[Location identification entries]
•••••
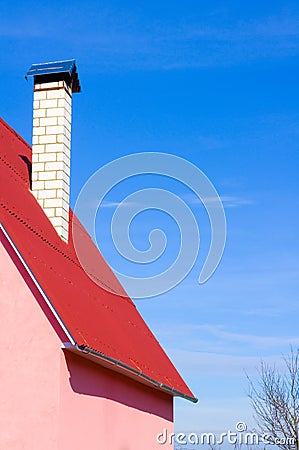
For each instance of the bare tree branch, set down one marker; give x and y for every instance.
(275, 402)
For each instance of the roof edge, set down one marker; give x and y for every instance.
(119, 366)
(38, 286)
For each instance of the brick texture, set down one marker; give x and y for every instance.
(51, 152)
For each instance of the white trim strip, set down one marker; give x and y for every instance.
(47, 300)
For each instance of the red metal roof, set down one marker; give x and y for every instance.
(103, 321)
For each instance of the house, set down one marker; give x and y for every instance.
(79, 367)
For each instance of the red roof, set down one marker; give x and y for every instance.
(98, 319)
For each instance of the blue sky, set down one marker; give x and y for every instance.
(216, 84)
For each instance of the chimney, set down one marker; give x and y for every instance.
(54, 84)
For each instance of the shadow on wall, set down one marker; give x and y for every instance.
(89, 378)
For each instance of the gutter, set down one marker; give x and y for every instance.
(136, 373)
(82, 349)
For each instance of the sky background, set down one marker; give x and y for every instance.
(215, 83)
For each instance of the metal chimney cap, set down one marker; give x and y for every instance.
(64, 70)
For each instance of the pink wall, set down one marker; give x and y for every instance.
(52, 399)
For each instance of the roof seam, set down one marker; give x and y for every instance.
(104, 285)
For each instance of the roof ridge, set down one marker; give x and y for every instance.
(15, 133)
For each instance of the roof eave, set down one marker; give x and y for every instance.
(118, 366)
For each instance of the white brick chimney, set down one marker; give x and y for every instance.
(54, 84)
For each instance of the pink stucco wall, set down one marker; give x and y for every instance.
(52, 399)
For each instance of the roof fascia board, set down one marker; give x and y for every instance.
(36, 283)
(118, 366)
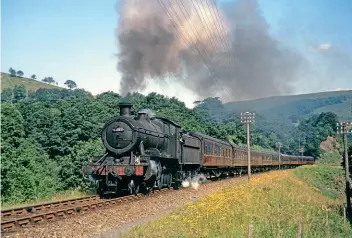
•••••
Output every line of the entries above as a JSON list of strings, with one string per line and no blank lines. Leave the pictures out.

#### [Answer to this exercise]
[
  "For each instance of the bare tree branch, set down one marker; give x and y for every instance.",
  "(275, 402)",
  "For each instance of the roof edge, set down one marker; give x and y for every instance.",
  "(119, 366)",
  "(38, 286)",
  "For each instance of the brick texture, set down one marker; give x and y for every instance.",
  "(51, 152)",
  "For each instance of the white trim strip, set down one marker; give x and y for every instance.",
  "(47, 300)",
  "For each instance of the red metal roof, set down one marker; give x and y for every instance.",
  "(103, 321)",
  "For each instance of the house, set down one marker; give x and y for every instance.",
  "(79, 367)",
  "For each instance of the red roof, set down one marker; give x and y for every instance.",
  "(98, 319)",
  "For each instance of the blue sky, set down one marker; give x and y for every instance.",
  "(216, 84)",
  "For each instance of the chimney, set down one marker; give x and y for every instance.",
  "(54, 84)",
  "For each instance of the shadow on wall, set down one marker; give x and y for every instance.",
  "(89, 378)",
  "For each instance of the gutter, set down one marker; give x and y for every instance.",
  "(136, 373)",
  "(82, 349)",
  "For each instance of the sky background, set down one marker; give x and y for every instance.",
  "(215, 83)",
  "For each instance of the metal chimney cap, set down one marker; give x and y for every instance.",
  "(64, 70)",
  "For each instance of the pink wall, set down one marker; give x and y for every instance.",
  "(52, 399)",
  "For each instance of the roof seam, set down one marker; give x and y for every instance.",
  "(104, 285)",
  "For each instance of the roof ridge, set down one marker; give x and y for every instance.",
  "(15, 133)",
  "For each instance of the roof eave, set down one marker; give x and y for every instance.",
  "(118, 366)",
  "For each instance of the white brick chimney, set down one marker; give x and y for every instance.",
  "(54, 84)",
  "For each instance of the pink stucco wall, set down one marker; give x and y for every instance.",
  "(52, 399)",
  "For each instance of the roof fascia board, set down one marker; give x and y for every instance.",
  "(36, 283)",
  "(118, 366)"
]